### TASK INSTRUCTIONS:
Leave out each picture. Repeat everything else in the records exactly.

*** MATERIAL FOR THIS EXERCISE ***

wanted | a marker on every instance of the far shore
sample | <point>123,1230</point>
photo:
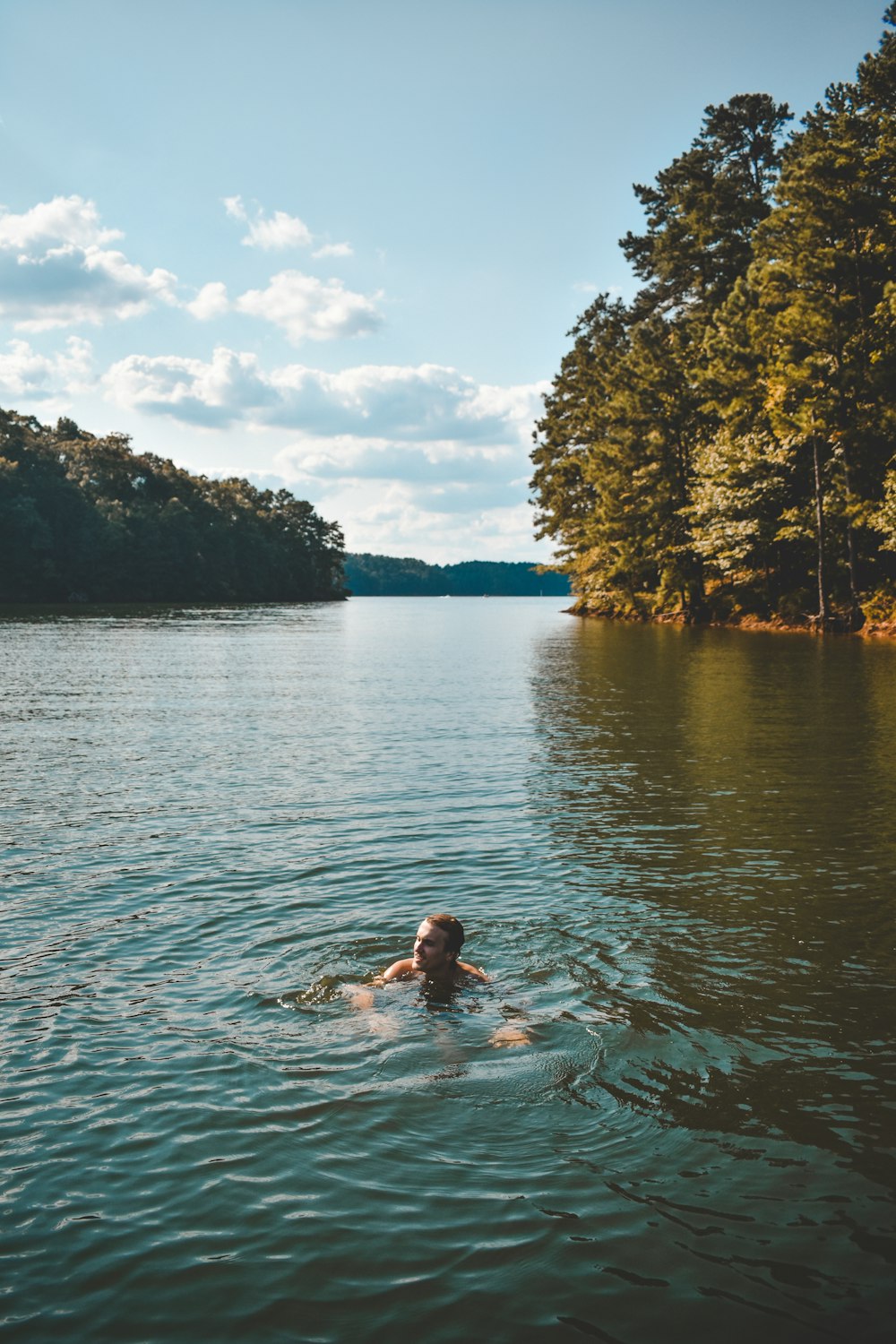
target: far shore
<point>869,631</point>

*** End of MATERIAL FOR THIS EXERCISE ***

### EXERCISE SOLUTION:
wanted | a marker on every instance of the far shore
sample | <point>123,1230</point>
photo:
target: far shore
<point>869,631</point>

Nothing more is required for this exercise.